▶ **Work to complete**
What you return must be the data below, word for word, without any images.

========================================================================

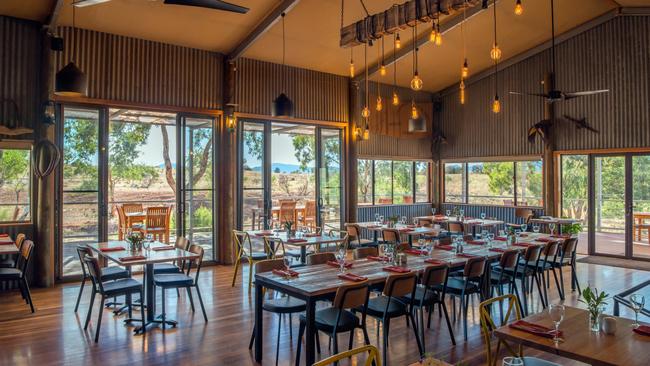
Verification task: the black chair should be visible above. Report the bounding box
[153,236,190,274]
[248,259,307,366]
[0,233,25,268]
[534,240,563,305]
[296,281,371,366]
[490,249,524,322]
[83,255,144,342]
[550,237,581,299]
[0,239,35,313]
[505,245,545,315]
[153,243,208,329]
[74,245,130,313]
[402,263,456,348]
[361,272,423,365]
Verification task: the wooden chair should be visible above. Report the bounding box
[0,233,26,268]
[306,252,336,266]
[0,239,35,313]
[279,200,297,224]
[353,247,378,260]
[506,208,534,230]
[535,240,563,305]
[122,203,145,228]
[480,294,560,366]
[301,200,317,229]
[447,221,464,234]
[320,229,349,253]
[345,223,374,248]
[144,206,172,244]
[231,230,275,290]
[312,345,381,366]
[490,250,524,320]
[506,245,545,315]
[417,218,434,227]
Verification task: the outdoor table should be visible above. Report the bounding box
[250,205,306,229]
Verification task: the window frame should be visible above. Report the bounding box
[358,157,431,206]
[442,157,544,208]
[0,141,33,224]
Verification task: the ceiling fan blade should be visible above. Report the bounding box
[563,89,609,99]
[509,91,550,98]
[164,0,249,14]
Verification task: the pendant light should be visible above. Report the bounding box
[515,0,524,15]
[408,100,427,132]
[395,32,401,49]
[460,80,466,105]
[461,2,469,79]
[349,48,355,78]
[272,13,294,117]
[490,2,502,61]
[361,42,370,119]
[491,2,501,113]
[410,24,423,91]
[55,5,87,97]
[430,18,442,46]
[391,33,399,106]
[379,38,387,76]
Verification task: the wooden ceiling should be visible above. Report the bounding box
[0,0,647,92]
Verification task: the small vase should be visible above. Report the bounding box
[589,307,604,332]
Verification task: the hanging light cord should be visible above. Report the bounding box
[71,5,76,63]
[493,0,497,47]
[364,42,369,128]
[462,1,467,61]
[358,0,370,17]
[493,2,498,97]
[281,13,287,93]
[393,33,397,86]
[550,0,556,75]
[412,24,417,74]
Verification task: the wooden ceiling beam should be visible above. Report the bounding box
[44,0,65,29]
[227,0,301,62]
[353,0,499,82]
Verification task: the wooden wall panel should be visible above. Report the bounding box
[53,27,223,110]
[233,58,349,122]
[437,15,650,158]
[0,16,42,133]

========================================================================

▶ **Result**
Verification task: the black chair should be visible above. Report the bounding box
[153,236,190,274]
[248,259,307,366]
[0,233,25,268]
[534,240,563,305]
[296,281,371,366]
[490,249,524,322]
[83,255,144,342]
[550,237,581,299]
[0,239,35,313]
[505,245,545,315]
[153,243,208,329]
[74,245,130,313]
[402,263,456,348]
[361,272,423,365]
Verification task: the wooden chair should be visible above. Report the bounding box
[0,233,26,268]
[306,252,336,266]
[0,239,35,313]
[279,200,297,224]
[353,247,378,260]
[506,208,534,230]
[535,240,563,305]
[122,203,145,228]
[480,294,560,366]
[301,200,317,229]
[447,221,464,234]
[320,229,349,253]
[345,223,374,248]
[144,206,172,244]
[231,230,275,290]
[312,345,381,366]
[490,250,524,320]
[506,245,545,315]
[417,218,434,227]
Verification task: the outdoor table should be visible above. Report the bounding box
[250,205,306,229]
Verification task: the window frame should be visible above. Report the bounding box
[358,157,431,206]
[442,157,544,208]
[0,141,33,224]
Verification task: the ceiling fan blade should be visible above. Report the bounding box
[563,89,609,99]
[509,91,550,98]
[164,0,249,14]
Verification task: the pendant light should be visible above. Report the bounding box
[515,0,524,15]
[408,100,427,132]
[395,32,401,49]
[460,80,466,105]
[461,2,469,79]
[349,48,355,78]
[272,13,294,117]
[490,2,502,61]
[361,42,370,119]
[491,2,501,113]
[410,24,423,91]
[55,5,87,97]
[430,18,442,46]
[391,33,399,106]
[379,38,387,76]
Verification task: the wooden ceiling should be visible above. Report the bounding box
[0,0,647,92]
Verification task: the small vase should be visible above. Report the bounding box
[589,307,604,332]
Verification task: the hanging light cord should be visible above. Report the bounding box
[71,5,76,63]
[493,0,497,47]
[364,42,369,128]
[462,1,467,61]
[358,0,370,17]
[493,2,498,97]
[281,13,287,93]
[393,33,397,86]
[550,0,556,75]
[412,24,417,74]
Verification task: the wooden ceiling beam should be visible above. Report the bounding box
[44,0,65,29]
[227,0,301,62]
[353,0,499,82]
Verification task: the wooden wall panel should be visible above. Report the bounding box
[53,27,223,110]
[233,58,349,122]
[437,15,650,158]
[0,16,42,133]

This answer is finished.